Pattern recognition is the assignment of a label to a given input value based on patterns extracted from data. In machine learning it covers tasks like classification, regression, and sequence labeling. Supervised approaches use hand-labeled training data; unsupervised approaches find inherent structure without labels.
What is the difference between pattern recognition and pattern matching?
Pattern recognition algorithms aim to find the most likely match for an input, taking statistical variation into account. Pattern matching algorithms look for exact matches to pre-existing patterns, with regular expression matching being a common example.
Who developed the first pattern classifier?
The first pattern classifier was the linear discriminant, developed by Fisher in the frequentist tradition. Its parameters are the mean vectors and covariance matrix, estimated directly from collected data.
What are examples of real-world applications of pattern recognition?
Applications include computer-aided diagnosis for cancer screening (such as Papnet for cervical cancer), automatic speech recognition, face detection, license plate recognition, handwriting recognition on postal envelopes, and autonomous vehicle technology.

• • • • •

**ACTION ITEM**
Can you continue the pattern recognition text from the point where it stops? You won't need the material after this text.

• • • • •

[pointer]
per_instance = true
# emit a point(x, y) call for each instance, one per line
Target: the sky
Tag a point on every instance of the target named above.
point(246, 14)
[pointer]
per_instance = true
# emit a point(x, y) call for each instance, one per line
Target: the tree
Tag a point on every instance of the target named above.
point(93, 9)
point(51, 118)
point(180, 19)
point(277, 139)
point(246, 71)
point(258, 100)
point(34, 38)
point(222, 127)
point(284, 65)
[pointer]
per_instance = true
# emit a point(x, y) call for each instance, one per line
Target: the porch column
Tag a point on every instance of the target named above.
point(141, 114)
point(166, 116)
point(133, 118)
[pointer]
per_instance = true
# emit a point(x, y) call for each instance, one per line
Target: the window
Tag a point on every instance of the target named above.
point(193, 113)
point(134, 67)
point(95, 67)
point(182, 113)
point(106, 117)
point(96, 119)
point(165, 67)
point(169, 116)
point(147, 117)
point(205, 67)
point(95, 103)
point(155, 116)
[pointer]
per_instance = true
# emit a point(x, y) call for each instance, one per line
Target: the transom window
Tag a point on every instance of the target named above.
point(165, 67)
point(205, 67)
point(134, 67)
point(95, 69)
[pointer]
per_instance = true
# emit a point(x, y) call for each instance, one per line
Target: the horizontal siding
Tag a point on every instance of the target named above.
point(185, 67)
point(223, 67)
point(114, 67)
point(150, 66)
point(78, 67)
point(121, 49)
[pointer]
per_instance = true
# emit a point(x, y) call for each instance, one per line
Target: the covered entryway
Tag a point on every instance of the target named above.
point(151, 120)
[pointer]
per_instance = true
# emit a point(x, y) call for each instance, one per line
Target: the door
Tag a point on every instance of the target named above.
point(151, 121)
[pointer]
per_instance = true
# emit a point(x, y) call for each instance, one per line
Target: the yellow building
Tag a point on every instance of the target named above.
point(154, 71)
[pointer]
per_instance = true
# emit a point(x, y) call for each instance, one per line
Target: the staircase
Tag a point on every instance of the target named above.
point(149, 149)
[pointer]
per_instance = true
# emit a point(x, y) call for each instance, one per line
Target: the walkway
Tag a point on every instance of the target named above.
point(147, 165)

• • • • •

**EXERCISE RESPONSE**
What is the difference between supervised and unsupervised pattern recognition?
Supervised learning uses hand-labeled training data to build a model, while unsupervised learning finds inherent patterns in unlabeled data. The unsupervised equivalent of classification is called clustering, which groups inputs by similarity rather than assigning them to predefined classes.
Why are probabilistic classifiers useful in pattern recognition?
Probabilistic classifiers output a mathematically grounded confidence value alongside their label choice, allowing them to abstain when confidence is too low. They can also output ranked lists of N-best labels with probabilities, and they integrate more cleanly into larger machine-learning pipelines by reducing error propagation.